[Records from a point-labeling set]
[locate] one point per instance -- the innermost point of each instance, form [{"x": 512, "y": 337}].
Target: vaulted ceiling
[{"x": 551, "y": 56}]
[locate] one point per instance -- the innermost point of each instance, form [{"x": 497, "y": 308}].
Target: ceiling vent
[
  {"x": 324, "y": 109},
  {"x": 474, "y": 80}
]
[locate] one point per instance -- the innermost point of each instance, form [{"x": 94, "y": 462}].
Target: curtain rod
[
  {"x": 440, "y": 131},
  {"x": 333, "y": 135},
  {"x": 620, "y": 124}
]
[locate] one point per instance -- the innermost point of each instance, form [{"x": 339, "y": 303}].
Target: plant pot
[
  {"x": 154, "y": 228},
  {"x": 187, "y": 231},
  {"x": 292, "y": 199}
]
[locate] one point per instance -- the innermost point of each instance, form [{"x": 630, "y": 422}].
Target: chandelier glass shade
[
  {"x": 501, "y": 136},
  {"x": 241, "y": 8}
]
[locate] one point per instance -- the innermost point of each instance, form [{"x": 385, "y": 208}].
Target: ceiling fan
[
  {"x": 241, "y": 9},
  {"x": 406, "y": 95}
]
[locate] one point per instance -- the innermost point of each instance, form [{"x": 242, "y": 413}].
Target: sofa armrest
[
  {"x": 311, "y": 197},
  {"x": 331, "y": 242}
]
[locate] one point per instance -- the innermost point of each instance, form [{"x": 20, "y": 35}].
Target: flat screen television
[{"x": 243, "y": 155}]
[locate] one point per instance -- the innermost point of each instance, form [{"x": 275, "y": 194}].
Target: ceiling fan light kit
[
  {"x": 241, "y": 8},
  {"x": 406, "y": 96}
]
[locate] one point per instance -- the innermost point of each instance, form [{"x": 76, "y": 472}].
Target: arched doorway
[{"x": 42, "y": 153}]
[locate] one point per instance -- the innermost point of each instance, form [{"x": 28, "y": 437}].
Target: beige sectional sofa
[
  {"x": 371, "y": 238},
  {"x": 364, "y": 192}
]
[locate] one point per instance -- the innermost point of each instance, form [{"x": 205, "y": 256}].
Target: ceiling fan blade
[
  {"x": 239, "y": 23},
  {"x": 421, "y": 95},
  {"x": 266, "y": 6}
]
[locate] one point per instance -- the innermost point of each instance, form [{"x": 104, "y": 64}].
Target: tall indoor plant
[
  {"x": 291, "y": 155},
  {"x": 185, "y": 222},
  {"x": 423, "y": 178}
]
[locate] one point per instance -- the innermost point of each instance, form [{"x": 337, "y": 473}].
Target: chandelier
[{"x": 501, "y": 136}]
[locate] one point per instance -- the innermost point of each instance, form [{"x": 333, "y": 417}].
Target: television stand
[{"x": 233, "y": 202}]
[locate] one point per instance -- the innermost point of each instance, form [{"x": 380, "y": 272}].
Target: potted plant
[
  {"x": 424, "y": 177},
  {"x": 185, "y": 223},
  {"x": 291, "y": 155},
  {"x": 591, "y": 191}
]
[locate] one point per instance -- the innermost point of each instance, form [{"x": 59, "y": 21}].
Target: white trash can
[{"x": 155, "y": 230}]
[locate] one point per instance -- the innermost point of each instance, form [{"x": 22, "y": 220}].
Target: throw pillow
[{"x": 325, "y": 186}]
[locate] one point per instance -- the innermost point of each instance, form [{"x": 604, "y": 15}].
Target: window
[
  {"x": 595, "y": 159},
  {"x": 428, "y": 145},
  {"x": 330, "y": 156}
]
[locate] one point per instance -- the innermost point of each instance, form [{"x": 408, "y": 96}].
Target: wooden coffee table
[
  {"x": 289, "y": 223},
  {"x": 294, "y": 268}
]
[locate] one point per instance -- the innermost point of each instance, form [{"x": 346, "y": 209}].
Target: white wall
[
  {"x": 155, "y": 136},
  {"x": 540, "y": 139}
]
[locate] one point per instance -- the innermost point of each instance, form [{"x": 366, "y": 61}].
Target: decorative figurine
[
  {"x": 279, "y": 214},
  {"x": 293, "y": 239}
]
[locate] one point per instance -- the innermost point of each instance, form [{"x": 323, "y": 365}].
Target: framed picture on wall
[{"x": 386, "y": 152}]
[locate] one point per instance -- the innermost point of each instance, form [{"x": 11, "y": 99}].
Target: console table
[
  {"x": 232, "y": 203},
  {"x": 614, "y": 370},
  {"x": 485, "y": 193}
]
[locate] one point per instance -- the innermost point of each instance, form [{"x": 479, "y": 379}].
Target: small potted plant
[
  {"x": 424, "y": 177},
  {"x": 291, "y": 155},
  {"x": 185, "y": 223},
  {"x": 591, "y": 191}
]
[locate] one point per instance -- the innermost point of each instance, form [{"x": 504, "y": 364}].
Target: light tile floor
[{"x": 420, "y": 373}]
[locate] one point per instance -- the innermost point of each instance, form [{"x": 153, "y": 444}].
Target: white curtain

» GOAL:
Which lines in the entries above contain the word "ceiling"? Extract each of those lines in full, treating uppercase and lowercase as different.

» SOLVED EXERCISE:
Target: vaulted ceiling
Target: ceiling vent
Target: ceiling fan
Target: ceiling fan light kit
Target: ceiling fan blade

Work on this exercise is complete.